If a line in the data holds "below", copy that line out in full.

[Natural-language object grounding data]
---+---
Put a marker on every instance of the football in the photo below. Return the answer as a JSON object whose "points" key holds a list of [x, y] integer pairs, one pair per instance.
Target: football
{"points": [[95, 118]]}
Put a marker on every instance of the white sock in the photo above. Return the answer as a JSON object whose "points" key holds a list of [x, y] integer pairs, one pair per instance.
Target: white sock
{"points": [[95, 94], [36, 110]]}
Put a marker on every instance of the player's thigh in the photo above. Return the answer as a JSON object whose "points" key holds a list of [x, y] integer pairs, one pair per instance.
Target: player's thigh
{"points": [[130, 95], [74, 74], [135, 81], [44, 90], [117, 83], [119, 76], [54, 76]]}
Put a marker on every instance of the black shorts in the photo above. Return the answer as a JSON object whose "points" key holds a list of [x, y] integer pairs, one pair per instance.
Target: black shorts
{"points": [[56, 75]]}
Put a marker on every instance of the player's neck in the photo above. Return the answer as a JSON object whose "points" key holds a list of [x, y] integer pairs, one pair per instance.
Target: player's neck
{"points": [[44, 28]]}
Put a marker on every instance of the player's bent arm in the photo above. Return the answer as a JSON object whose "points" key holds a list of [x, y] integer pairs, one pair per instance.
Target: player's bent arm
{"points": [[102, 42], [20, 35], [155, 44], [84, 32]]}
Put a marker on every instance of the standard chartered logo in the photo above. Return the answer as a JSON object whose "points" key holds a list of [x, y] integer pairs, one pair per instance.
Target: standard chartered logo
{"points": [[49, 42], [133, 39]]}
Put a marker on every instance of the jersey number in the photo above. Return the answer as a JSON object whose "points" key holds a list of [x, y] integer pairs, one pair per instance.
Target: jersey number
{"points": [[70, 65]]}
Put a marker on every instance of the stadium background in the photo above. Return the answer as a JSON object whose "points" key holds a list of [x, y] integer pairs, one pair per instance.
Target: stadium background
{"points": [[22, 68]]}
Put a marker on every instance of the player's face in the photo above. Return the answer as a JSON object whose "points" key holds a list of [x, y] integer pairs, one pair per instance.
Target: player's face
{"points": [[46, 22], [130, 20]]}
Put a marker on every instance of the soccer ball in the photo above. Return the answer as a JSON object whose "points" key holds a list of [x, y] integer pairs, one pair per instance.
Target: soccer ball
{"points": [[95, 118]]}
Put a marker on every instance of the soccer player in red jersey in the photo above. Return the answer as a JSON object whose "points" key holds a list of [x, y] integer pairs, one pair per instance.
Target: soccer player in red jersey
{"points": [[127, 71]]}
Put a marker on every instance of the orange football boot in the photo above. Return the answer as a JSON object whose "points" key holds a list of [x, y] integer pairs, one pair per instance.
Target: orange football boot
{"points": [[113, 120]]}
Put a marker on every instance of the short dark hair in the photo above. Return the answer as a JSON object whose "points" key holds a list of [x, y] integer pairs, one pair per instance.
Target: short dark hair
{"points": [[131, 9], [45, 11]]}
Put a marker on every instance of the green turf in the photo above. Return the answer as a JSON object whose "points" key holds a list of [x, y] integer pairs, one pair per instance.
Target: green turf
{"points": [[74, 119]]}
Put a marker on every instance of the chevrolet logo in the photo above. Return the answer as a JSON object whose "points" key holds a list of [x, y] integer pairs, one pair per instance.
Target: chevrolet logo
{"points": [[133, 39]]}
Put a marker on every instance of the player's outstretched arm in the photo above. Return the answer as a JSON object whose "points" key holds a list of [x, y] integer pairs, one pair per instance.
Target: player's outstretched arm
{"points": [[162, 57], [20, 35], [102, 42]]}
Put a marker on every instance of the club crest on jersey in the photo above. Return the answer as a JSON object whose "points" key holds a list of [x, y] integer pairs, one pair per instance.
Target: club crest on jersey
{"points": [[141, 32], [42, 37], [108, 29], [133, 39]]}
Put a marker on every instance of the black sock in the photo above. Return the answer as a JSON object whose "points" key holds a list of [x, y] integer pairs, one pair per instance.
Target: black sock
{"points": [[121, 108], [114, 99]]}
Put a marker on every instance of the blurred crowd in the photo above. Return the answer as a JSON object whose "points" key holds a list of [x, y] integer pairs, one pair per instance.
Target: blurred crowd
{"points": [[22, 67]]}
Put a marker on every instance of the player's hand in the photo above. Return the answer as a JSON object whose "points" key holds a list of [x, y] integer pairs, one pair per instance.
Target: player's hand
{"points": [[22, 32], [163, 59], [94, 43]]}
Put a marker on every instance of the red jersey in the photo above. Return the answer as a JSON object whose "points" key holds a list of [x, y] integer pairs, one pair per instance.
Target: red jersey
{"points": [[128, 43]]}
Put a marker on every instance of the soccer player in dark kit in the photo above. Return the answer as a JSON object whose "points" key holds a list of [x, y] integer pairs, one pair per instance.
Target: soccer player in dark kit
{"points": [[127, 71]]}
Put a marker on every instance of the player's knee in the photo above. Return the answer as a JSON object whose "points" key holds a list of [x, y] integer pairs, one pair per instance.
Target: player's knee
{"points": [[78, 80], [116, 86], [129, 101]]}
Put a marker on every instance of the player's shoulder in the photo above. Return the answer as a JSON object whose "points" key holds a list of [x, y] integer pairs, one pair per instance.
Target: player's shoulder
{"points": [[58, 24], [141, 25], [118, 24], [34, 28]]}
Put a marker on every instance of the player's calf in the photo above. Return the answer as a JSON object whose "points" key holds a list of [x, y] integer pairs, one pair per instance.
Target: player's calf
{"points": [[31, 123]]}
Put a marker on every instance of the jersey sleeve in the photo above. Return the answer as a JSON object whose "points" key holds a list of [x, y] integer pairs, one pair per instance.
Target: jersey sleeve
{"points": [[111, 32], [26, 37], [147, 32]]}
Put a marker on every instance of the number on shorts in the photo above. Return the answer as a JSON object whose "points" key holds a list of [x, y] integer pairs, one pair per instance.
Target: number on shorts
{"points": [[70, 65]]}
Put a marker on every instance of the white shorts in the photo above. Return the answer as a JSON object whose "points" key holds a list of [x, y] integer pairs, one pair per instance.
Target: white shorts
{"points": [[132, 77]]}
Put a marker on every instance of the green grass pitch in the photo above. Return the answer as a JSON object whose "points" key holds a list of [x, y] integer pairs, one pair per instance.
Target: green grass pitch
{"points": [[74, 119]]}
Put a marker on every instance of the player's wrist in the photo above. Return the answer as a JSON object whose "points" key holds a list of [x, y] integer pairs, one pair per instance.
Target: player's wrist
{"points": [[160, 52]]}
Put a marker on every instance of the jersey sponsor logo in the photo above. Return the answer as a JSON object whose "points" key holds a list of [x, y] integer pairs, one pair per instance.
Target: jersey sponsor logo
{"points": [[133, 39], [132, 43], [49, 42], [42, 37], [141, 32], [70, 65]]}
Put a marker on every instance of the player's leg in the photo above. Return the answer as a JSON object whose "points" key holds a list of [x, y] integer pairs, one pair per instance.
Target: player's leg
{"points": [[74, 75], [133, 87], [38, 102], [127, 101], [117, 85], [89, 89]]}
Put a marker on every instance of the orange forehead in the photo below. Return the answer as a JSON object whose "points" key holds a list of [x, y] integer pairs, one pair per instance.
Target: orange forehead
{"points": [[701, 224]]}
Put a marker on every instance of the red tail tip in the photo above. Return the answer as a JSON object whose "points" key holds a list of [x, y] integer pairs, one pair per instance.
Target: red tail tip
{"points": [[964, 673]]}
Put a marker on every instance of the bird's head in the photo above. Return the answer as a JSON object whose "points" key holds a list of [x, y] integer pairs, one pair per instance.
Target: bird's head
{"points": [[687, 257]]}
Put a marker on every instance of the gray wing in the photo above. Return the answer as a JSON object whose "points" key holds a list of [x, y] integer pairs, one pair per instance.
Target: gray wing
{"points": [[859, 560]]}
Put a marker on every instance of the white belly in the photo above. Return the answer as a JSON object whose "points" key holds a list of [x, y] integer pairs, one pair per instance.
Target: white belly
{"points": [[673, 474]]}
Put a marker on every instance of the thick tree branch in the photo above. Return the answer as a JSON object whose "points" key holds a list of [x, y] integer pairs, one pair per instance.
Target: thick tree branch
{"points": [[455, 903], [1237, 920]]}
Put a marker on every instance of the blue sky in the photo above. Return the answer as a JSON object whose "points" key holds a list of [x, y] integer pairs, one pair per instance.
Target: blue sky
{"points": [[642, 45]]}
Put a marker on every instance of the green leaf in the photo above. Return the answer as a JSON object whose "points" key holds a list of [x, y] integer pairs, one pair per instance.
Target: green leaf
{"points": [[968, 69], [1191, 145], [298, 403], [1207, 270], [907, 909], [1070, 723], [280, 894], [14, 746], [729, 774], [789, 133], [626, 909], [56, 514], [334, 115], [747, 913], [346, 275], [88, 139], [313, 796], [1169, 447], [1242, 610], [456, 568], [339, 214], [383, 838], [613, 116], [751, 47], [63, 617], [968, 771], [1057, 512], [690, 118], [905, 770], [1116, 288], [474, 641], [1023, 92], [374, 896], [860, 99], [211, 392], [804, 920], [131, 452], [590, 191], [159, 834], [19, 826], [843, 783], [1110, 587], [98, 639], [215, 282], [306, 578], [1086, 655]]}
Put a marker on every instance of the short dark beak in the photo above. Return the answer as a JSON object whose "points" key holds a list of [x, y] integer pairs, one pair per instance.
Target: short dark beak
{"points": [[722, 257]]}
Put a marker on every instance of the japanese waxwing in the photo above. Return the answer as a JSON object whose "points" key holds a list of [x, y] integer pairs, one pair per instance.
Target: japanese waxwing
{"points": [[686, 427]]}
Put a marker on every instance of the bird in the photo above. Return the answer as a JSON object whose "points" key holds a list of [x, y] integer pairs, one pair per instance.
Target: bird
---+---
• _SOLUTION TO THIS EXERCISE_
Put a marker on every instance of the football in the photo below. Return the answer as a JSON object whose "points" key holds a list of [x, y] integer pairs, one pair per instance.
Put a marker on every instance of the orange forehead in the photo below. Return the answer as a JSON object whose "points" key holds a list of [x, y] integer pairs, one pair per instance.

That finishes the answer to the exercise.